• Task goal: Rewrite the records below, replacing "Objective" with "Task" and leaving everything else unchanged. Omit the pictures from your answer.

• Entries:
• • •

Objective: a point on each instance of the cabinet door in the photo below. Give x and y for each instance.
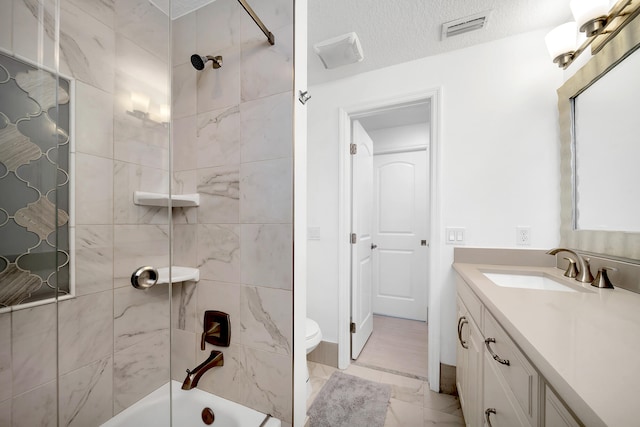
(462, 354)
(555, 413)
(474, 375)
(469, 367)
(500, 409)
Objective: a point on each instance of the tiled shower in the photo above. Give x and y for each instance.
(82, 359)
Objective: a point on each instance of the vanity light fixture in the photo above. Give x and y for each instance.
(562, 43)
(591, 15)
(597, 20)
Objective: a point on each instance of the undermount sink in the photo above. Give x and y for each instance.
(528, 281)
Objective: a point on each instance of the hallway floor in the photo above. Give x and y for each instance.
(397, 346)
(412, 404)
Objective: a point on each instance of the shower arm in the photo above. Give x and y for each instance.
(252, 14)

• • •

• Exercise output:
Task: a point on each instance of the cabinet door in the photo below. Give x and y for each instance.
(462, 354)
(555, 413)
(474, 375)
(469, 367)
(500, 409)
Task: a point on each instance of the tiled shower in the photo above. Give x and y for each instance.
(82, 359)
Task: a point on each instance of the vanity light fixture in the photo above. Give x and y for each instance.
(562, 43)
(591, 15)
(597, 20)
Task: a point on each instance of the undermount sink in the photo above. Give x and y for each instance.
(528, 281)
Task: a point on each instance of the hallway floor in the photo above. Give x and y for each instance.
(397, 346)
(412, 404)
Task: a point on each instance of the shower arm in the photo above. Give x and y for each instance.
(252, 14)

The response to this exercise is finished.